#### Problem details
Reproduce the rows below verbatim, from their start through the line that contains "<point>1288,129</point>", with that line included. Omit the pictures.

#### Provided data
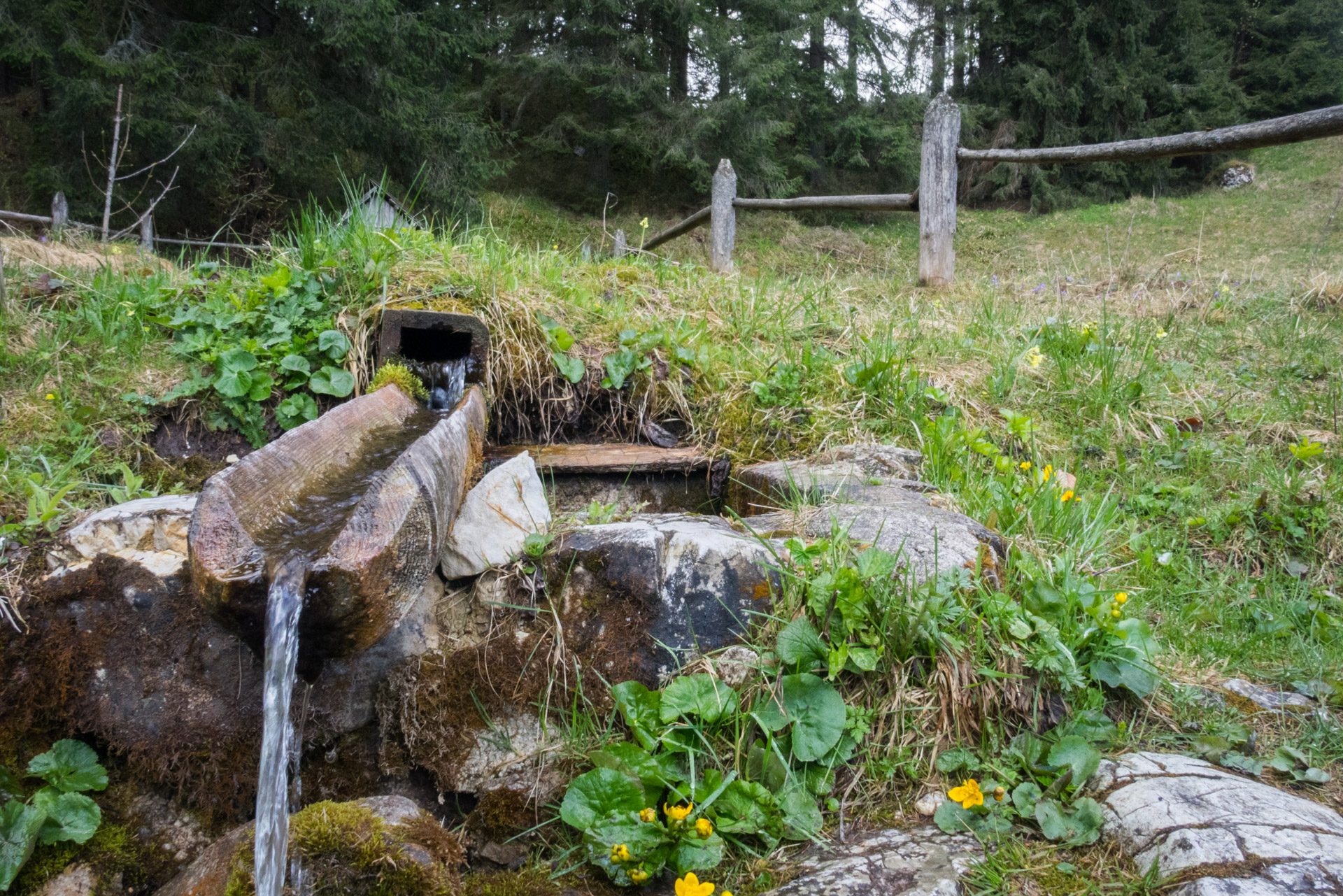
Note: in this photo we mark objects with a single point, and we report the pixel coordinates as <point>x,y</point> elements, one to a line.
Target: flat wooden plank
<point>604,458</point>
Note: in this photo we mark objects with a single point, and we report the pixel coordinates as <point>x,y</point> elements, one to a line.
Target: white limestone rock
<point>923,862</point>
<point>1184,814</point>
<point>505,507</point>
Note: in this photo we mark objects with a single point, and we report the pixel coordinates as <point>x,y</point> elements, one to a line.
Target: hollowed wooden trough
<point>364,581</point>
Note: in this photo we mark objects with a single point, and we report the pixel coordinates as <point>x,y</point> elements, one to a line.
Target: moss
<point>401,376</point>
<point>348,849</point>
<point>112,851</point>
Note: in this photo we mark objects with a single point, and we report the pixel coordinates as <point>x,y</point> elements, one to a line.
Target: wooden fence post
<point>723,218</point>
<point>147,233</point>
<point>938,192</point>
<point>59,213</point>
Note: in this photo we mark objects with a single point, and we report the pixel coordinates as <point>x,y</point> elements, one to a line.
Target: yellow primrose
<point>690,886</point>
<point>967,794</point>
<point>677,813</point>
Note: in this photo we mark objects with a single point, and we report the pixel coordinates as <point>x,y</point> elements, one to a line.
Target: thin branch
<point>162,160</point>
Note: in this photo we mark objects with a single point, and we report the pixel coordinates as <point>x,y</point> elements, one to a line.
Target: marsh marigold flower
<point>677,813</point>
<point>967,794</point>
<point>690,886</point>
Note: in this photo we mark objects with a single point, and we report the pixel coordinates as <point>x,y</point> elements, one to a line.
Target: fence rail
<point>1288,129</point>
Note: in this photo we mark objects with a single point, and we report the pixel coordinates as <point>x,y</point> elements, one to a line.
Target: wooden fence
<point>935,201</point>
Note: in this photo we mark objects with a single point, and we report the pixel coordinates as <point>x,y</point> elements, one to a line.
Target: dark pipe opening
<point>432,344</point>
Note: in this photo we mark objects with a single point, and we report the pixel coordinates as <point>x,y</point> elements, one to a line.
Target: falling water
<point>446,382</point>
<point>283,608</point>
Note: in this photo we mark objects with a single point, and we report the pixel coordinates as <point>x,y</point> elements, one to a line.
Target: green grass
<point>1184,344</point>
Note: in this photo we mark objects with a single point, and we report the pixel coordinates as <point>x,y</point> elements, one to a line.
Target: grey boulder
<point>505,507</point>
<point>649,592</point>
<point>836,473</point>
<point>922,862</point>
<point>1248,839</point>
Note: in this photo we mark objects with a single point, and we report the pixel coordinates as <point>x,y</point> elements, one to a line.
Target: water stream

#### Complete output
Note: in this photo we mark objects with a single point, and we report the pixel coordinates as <point>x,y</point> elements, one to a line.
Target: flat wooden plank
<point>604,458</point>
Note: in this photo we mark objects with a single point, and we report the pixel coordinates as <point>x,y</point> elements, one to a line.
Target: white limestone rock
<point>923,862</point>
<point>1184,814</point>
<point>505,507</point>
Note: in this photo we mark objects with a single point, and we report the pixel coordinates as <point>x,y</point> elements, one to a line.
Target: hollowed wooden trough
<point>364,581</point>
Note: in this photo we mark objects with a single point, and we report the pixel coordinates as <point>x,y</point> elements, one to a line.
Target: moss
<point>401,376</point>
<point>348,849</point>
<point>112,851</point>
Note: in this photo we mark objects with a single point, and we report the pixel coordinates as <point>x,y</point> elements, one to a line.
Target: wooden fence post
<point>723,218</point>
<point>147,233</point>
<point>938,192</point>
<point>59,213</point>
Note: in this photo we mark objects with a single point, and we report the pixel coordinates as <point>x,y</point> elements, one to a line.
Target: yellow primrose
<point>690,886</point>
<point>967,794</point>
<point>677,813</point>
Note: in this photo we mark objects with a single point, and we report the pixel coordinates as <point>x,y</point> elements, one to a line.
Target: thin branch
<point>162,160</point>
Note: in this photo we mark objects with a single point, and we report the pixel coordinates as <point>x,y</point> elements, one to a line.
Target: marsh marigold flower
<point>677,813</point>
<point>967,794</point>
<point>690,886</point>
Note: in this photo we mark objects with a single point, and we report the pixel coordinates as <point>x,y</point> elements, one to a line.
Target: fence rail
<point>1288,129</point>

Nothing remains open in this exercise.